▶ **GIVEN EXERCISE**
Answer these questions from the tribunal order excerpt.
(a) On what date was the Show Cause Notice issued to the appellant?
(b) Whose cross-examination does the impugned communication dated 18.03.2016 reject?
(c) Which court delivered the judgment dated 17.06.2016 in Ambika International v UOI?

▶ **DOCUMENT SECTION**
────────────────

8.3 On merits, the appellants, in the present case, limit their challenge to the rejection, by the Commissioner of the request contained in their letter dated 18.02.2016 (supra), vide the impugned communication dated 18.03.16. In the appellants submission, a statement recorded, before a gazetted Central Excise officer under Section 14 of the Act, cannot be relied upon, for proving the truth of the contents thereof, straightaway by the adjudicating authority, unless and until the said statement falls within one of the categories referred to in clause (a) of Section 9D (1) of the Act in all other cases, the maker of the said statement has to be examined in chief before the adjudicating authority, who, thereafter, has to arrive at a reasoned conclusion that the statement deserves to be admitted in evidence, where after he has to offer the maker of the said statement to the assessee, for cross-examination if sought. The appellant emphasises that, in fact, the impugned communication is not only clearly contrary to Section 9D of the Act it, in fact, completely misunderstood the request of the appellant, as it merely communicates rejection of the appellants request for cross examination of Shri J.C. Solanki. The appellant submits that its communication dated 18.02.2016, was not for cross-examination of Shri J.C. Solanki but was for being provided copies of the records of the examination in chief of all witnesses, whose statements are relied upon in the Show Cause Notice, dated 11.05.2011 issued to the appellant, so that they could cross-examine the makers of the said statements. In fact, the impugned letter dated 18.03.2016 is completely silent on the actual request of the appellant as contained in its letter dated 18.02.2016. The appellant in support of their contention has handed over a compilation of judgments on the issue of examination in chief and cross examination. My attention was specifically drawn to the recent judgement dated 17.06.2016 of the Honble Punjab and Harayana High High Court in Ambika International & others v UOI, on the issue of examination in chief and cross-examination as per Section 9D of the Act. The learned DR on the other side supported the decision taken by the adjudicating authority.
9. I have carefully considered the submissions made by both the parties.

9.1 A comparison of the request made by the appellant, in the said letter dated 18.02.2016, with the response of the Commissioner as communicated vide the impugned communication dated 18.03.2016, does indeed reveal that the appellant is right in its contention that the impugned letter dated 18.03.2016 does not answer, in terms, the appellants request as contained in the letter dated 18.02.2016, but purports to reject indeed, the request of cross examination of Shri J.C. Solanki. No such request is contained in the letter dated 18.2.2016 addressed by the appellant to the Commissioner. The letter dated 18.2.2016, quite categorically, sets out the contention of the appellant regarding Section 9D of the Act and the manner in which it is to operate and, therefore, seeks to be provided the records of the examination-in-chief of the witnesses whose statements are referred to in the Show Cause Notice dated 11.05.2011 (supra) issued to the appellant, so that the appellant could, if necessary, seeks cross-examination of the said witnesses.

9.2 In fact, the issues raised by the appellant, in their letter dated 18.2.2016, and argued before this Tribunal, are no longer res-integra. They stand decided by a number of authorities, most recently, by the judgement dated 17.06.2016 of the Honble Punjab & Haryana High Court in Ambika International v UOI.

────────────────

▶ **PROVIDED DATA**
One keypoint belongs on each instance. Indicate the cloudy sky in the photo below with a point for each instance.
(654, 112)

────────────────

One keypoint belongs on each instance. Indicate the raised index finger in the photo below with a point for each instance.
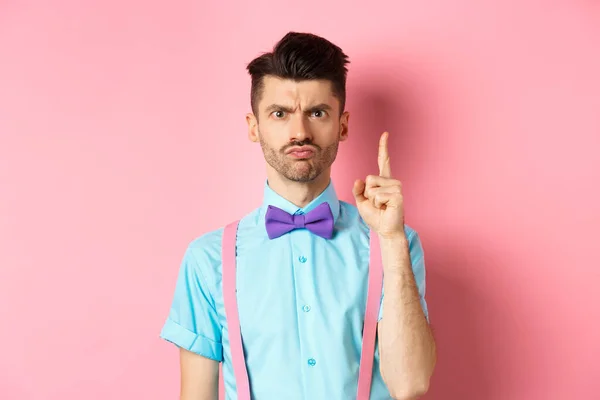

────────────────

▶ **TASK SOLUTION**
(a) 11.05.2011
(b) Shri J.C. Solanki
(c) The Punjab and Haryana High Court